● INSTRUCTIONS FOR THE TASK: Copy every line of the entries between the lines holding "the stone staircase" and "of the round", inclusive, with the wording unchanged. Scale each coordinate value in the answers by 1.95 and round it to a whole number, with halves rounded up.

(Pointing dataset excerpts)
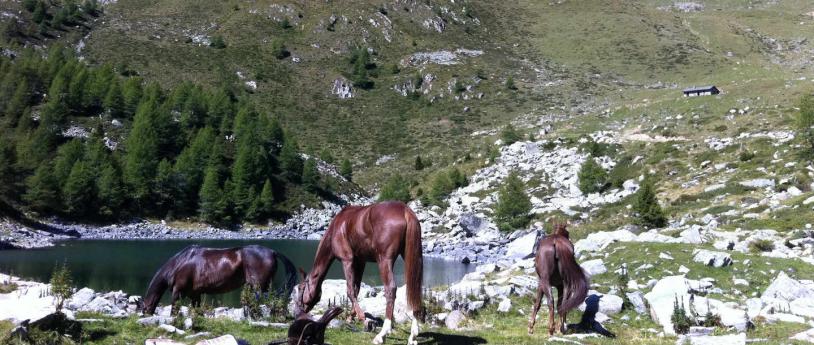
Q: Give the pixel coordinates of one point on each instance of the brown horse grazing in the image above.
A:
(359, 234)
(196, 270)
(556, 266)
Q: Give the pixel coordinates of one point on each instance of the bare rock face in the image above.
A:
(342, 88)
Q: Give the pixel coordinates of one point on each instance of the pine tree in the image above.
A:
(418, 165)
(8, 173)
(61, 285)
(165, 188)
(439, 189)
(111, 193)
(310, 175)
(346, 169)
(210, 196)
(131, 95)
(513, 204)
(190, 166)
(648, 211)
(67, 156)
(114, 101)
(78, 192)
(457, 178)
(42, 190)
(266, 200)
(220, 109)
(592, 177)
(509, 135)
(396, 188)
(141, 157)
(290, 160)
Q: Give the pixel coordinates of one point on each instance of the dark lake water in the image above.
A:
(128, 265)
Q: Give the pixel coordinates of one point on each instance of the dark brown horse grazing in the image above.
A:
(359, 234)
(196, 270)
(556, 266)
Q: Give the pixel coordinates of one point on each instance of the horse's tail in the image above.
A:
--
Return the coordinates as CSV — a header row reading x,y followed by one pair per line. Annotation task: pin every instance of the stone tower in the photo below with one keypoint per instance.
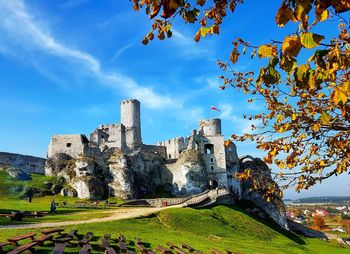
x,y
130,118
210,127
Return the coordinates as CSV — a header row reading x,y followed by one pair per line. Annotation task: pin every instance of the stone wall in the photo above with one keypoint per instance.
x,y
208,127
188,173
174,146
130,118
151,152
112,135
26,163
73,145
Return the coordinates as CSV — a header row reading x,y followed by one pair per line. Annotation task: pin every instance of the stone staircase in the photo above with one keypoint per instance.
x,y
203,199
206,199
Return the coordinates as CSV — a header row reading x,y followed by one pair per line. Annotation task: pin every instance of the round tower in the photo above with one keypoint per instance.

● THE COMPLETED TASK:
Return the coordinates as CSV — a header row reading x,y followed by one pair per line. Annotation task: pin every instance of the stone staircase in the photo above with one keypoint per instance.
x,y
396,388
402,388
Return the coordinates as CSV — a header row reading x,y followed by one pair per line. Annotation task: pin every instance of the round tower in the photo above with one keypoint per instance.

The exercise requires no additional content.